» **TEKS DOKUMEN**
^^^^^^^^^^^^^^^^
3. Analisis dan Pembahasan
3.1.
Potensi Kemajuan Ekonomi Islam
Dua faktor penting penentu kemajuan ekonomi halal adalah faktor
permintaan dan faktor penawaran dari produk halal itu sendiri (KFH Research,
2014). Dari sisi permintaan, potensi yang dimiliki Indonesia dan dunia adalah
besarnya populasi Muslim, banyaknya populasi muda dan pertumbuhan populasi yang
sangat cepat.
Table 2.
Top Muslim Spending
Sumber:
KFH Research
Masyarakat
Ekonomi Syariah (MES) menyebutkan, total nilai transaksi produk makanan halal di Asia mencapai US$ 400 miliar, jauh
lebih besar dibandingkan di benua lainnya. Hal tersebut karena benua ini
memiliki populasi Umat Islam yang sangat besar (liputan6, 2013). Namun
dibanding dengan negera tetangga, kemampuan Indonesia masih sangat minim.
Pada
tahun 2011 lalu, nilai ekspor produk halal Thailand telah mencapai lebih dari
US$ 5 miliar, sementara omset ekspor produk halal Malaysia
mencapai US$ 1,1 miliar. Akan tetapi dengan besarnya populasi muslim Indonesia
hanya dapat mengekspor produk halal ke Malaysia dan Thailand sebesar US$ 200
juta.
Indonesia
juga sejatinya menguasai potensi pasar halal yang kedua yakni pakaian muslim.
^^^^^^^^^^^^^^^^
» **DATA TERSIMPAN**
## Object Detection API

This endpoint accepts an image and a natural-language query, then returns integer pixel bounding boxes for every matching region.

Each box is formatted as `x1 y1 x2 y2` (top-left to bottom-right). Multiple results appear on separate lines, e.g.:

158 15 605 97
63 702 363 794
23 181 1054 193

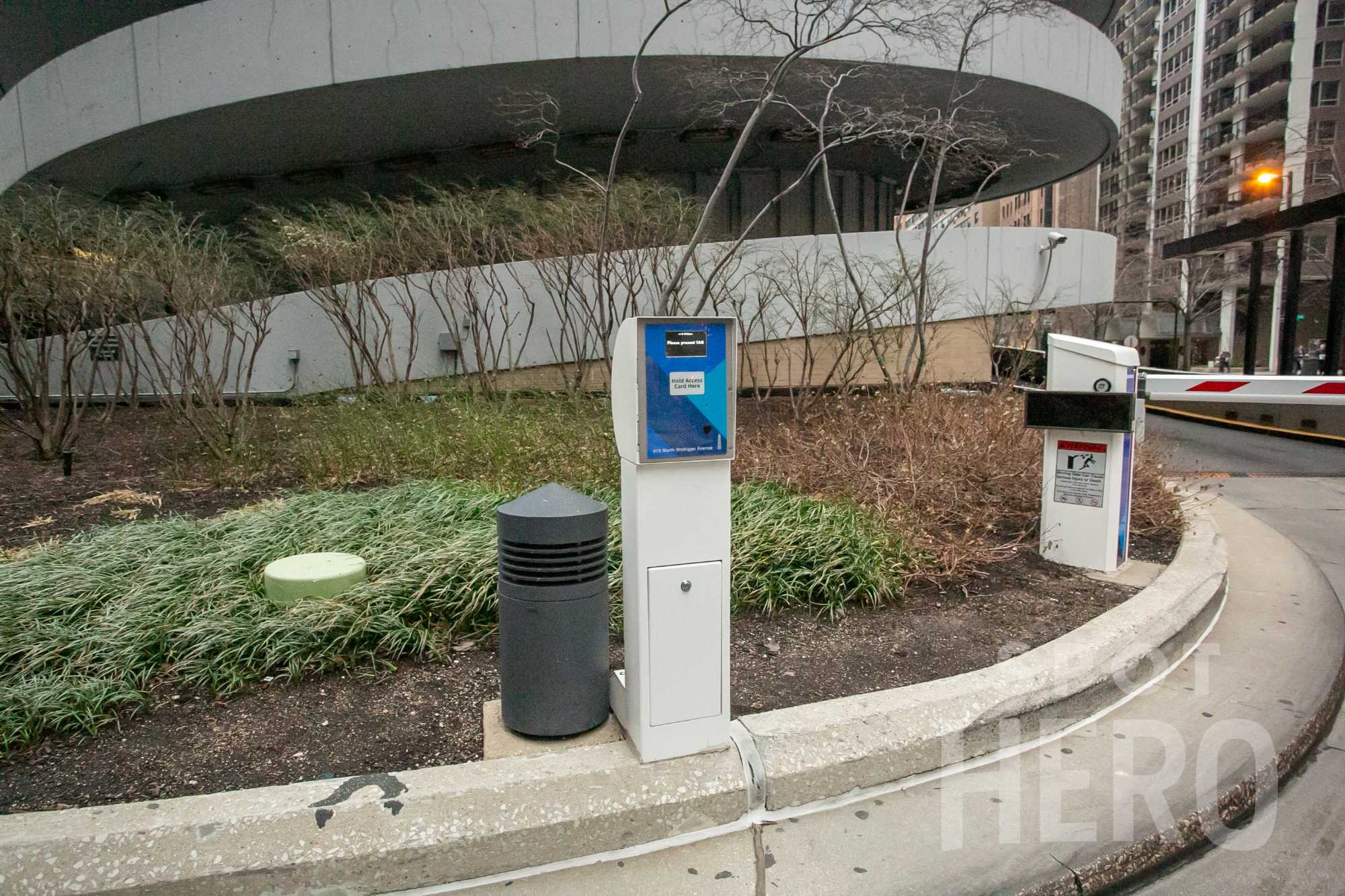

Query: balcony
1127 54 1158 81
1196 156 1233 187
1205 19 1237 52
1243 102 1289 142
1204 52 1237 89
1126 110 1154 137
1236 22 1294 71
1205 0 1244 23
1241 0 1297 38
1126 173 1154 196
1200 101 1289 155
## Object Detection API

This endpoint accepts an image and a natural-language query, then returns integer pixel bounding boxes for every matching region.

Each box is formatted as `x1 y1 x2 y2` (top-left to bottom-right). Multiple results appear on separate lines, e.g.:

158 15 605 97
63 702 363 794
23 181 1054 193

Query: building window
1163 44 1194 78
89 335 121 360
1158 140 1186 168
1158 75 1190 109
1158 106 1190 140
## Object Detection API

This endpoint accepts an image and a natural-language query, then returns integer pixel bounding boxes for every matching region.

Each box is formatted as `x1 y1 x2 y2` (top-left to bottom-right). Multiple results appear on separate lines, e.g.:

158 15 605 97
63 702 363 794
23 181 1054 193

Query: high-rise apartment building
^^^^^^^^^^^^^^^^
» **RINCIAN LATIHAN**
Lanjutkan teks tentang potensi ekonomi halal di Indonesia, mulai tepat setelah kalimat terakhir yang tercantum.

» **HASIL LATIHAN**
Hal ini terlihat dari data yang disampaikan oleh MES bahwa dalam Hijab Festival
I yang diselenggarakan di Bandung selama empat hari mampu mencetak keuntungan
sebesar Rp 3 Milyar. Strategi penjualan tidak hanya terbatas di toko fisik
tetapi juga menggunakan pola daring dengan target utama konsumen di usia 20
tahunan (Metrotvnews, 2013).
Selain itu, adanya
biaya sertifikasi yang ditetapkan dalam UU JPH juga dapat dimanfaatkan golek
perbankan syariah dengan memberikan jaminan biaya melalui kerja sama dengan
para pelaku usaha. Kerja sama ini akan menguntungkan kedua belah pihak sehingga
para pelaku usaha dapat mengantisipasi kebutuhan dana dan bank syariah dapat
menyelesaikan masalah kurangnya transaksi profit and loss sharing (mudharabah)
yang sejatinya merupakan identitas bank syariah.
Selama ini perkembangan ekonomi
syariah di Indonesia lebih banyak didorong oleh masyarakat (buttom-up) dan
peran pemerintah dirasakan masih kurang. Berdasarkan pengalaman beberapa negara
di mana ekonomi syariahnya tumbuh secara meyakinkan dan pangsa pasarnya cukup
besar, seperti Malaysia, Arab Saudi, Iran, dan UEA, peran dan kebijakan
pemerintahnya sangat nyata mendorong perkembangan ekonomi syariah.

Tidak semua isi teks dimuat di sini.